# Aquascaping rocks



## Knotty Bitz (Mar 11, 2009)

What are some good rocks that are not too expensive, but look nice? I need around 60-75lbs.


----------



## ghengis (Jun 11, 2008)

Do you live near any streams, creeks or rivers?


----------



## Knotty Bitz (Mar 11, 2009)

Yea, I suppose I could get some from there. Thank you


----------



## Seattle_Aquarist (Mar 7, 2008)

Hi Knotty Bitz,

Landscaping centers, rockery centers usually have a good selection here in the Seattle area. I try to avoid rocks with limestone or minerals like iron and copper in them.


----------



## EMc/ (Feb 20, 2006)

I like using quartz. You may have to spend a bit for it, but it will last forever. Here's a med size piece of rose quartz in my paludarium::



















Here's a piece of smoky quartz:










This tank has a piece of smoky quartz & then just a white piece, & there are a few pieces of fossilized wood that I like to use too. That big log on the right is one of them:


----------



## Knotty Bitz (Mar 11, 2009)

DIRECTION A: In the aquascaping rocks thread, what kinds of rocks does Seattle_Aquarist try to avoid?
DIRECTION B: Extend the aquascaping rocks thread past its final line.

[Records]
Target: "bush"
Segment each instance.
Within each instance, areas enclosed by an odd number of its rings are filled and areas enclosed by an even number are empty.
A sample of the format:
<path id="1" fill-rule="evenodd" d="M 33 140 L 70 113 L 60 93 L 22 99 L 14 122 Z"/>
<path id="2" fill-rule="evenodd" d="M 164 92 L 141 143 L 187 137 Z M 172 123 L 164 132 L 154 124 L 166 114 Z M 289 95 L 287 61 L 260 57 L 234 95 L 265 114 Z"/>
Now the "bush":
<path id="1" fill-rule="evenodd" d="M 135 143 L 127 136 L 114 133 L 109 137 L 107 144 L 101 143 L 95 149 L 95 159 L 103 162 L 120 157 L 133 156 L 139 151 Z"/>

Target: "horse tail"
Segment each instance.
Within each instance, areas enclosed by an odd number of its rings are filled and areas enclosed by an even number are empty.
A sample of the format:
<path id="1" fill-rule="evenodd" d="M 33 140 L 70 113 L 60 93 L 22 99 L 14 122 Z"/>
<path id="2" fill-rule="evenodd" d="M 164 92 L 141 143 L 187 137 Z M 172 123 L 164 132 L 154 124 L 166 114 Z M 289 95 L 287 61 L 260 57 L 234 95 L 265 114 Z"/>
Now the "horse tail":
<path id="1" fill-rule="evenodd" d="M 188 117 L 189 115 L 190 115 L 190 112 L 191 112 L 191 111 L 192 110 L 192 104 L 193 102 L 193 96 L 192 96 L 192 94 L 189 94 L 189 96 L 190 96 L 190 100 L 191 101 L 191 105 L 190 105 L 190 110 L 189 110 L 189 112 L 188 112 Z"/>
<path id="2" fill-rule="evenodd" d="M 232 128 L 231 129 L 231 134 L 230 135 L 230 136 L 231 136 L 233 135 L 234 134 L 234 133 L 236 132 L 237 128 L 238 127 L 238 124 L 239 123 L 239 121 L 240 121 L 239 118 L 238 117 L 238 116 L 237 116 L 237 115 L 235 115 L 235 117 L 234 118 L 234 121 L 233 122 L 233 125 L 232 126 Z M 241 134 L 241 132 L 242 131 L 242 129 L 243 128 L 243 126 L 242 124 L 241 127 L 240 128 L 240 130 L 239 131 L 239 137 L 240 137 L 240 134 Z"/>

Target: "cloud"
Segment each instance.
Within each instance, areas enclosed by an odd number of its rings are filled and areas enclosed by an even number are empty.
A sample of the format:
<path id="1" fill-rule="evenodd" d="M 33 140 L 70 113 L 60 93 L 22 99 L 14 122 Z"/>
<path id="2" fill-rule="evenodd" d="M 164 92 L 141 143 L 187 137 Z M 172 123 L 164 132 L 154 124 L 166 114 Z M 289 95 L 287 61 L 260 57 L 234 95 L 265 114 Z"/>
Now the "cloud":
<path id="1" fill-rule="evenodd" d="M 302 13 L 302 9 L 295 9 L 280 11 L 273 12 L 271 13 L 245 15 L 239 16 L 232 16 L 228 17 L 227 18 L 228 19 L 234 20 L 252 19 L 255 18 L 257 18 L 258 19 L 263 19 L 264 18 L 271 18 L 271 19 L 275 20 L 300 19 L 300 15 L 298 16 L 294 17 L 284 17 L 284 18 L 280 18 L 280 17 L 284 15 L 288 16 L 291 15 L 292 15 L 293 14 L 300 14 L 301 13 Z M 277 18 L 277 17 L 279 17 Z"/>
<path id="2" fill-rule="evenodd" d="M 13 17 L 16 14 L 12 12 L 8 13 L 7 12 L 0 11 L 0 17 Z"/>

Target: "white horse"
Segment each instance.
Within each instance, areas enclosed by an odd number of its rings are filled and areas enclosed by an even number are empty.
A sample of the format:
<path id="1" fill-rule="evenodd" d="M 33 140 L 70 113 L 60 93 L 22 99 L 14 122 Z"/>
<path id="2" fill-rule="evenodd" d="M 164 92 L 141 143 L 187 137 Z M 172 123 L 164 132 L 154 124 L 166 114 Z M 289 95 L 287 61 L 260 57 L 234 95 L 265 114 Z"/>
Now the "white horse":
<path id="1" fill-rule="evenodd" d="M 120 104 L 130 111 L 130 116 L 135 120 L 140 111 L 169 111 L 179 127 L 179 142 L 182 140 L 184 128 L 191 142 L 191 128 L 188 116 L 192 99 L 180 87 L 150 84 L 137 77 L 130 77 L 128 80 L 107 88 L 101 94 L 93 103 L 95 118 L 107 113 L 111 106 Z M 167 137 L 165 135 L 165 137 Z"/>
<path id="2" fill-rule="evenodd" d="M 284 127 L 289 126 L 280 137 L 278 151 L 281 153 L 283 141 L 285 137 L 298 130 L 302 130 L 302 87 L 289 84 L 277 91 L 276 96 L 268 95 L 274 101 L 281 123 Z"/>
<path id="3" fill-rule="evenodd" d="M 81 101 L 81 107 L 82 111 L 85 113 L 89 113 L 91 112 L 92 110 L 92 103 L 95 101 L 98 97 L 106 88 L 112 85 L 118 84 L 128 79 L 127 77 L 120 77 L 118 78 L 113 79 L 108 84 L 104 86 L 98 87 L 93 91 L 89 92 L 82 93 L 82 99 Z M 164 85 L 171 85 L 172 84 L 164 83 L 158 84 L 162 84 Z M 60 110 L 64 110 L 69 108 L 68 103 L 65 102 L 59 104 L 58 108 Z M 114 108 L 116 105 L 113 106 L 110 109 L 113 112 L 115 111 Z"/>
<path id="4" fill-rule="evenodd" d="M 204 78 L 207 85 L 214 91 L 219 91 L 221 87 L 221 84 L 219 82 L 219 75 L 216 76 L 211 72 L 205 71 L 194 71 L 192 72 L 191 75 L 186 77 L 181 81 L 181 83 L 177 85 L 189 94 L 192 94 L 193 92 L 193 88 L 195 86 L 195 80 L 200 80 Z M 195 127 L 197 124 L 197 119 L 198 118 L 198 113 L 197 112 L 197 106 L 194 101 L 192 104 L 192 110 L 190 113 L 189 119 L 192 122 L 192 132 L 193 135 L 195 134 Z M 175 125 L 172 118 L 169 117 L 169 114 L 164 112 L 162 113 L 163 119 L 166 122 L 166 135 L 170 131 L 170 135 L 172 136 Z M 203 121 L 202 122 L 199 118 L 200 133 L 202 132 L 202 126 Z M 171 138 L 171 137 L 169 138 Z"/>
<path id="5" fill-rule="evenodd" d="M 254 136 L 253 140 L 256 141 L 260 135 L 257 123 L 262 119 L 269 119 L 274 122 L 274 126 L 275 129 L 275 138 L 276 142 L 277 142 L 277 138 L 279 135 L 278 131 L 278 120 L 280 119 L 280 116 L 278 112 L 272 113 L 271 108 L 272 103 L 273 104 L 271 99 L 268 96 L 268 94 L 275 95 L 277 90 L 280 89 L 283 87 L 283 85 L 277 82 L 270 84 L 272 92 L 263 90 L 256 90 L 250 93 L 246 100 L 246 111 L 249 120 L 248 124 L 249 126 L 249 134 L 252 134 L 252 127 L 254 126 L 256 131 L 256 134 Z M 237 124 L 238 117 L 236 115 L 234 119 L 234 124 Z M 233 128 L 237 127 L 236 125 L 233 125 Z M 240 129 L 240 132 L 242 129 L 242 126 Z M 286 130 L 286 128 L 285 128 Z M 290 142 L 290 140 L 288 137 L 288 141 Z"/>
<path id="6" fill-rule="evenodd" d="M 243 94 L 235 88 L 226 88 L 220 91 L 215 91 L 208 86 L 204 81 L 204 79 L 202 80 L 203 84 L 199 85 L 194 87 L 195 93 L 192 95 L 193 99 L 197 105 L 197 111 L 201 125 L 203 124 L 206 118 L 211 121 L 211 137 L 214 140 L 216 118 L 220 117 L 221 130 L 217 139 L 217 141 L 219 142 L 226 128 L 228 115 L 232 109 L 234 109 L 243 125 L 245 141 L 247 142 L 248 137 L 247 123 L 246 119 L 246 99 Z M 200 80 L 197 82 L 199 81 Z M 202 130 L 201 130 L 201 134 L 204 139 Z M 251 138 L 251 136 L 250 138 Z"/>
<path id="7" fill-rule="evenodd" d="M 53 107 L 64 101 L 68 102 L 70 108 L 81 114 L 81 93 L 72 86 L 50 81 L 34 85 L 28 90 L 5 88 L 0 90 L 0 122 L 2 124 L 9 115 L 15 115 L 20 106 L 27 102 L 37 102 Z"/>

EXERCISE ANSWER A: Rocks with limestone or with minerals like iron and copper in them.

EXERCISE ANSWER B:
That quartz is pretty cool but im gunna to a landscaping center


----------



## wicca27 (Oct 13, 2008)

where do you find that large of quartz it is cool looking


----------



## EMc/ (Feb 20, 2006)

Some aren't all that large- fist size, but in a nano, look large. Others are large. You can find them @ rock & gem shows.


----------



## Darksome (Feb 15, 2009)

like EMc/ you can get some pretty cool rocks for really cheap...I got some petrified wood for a couple of cents a pound!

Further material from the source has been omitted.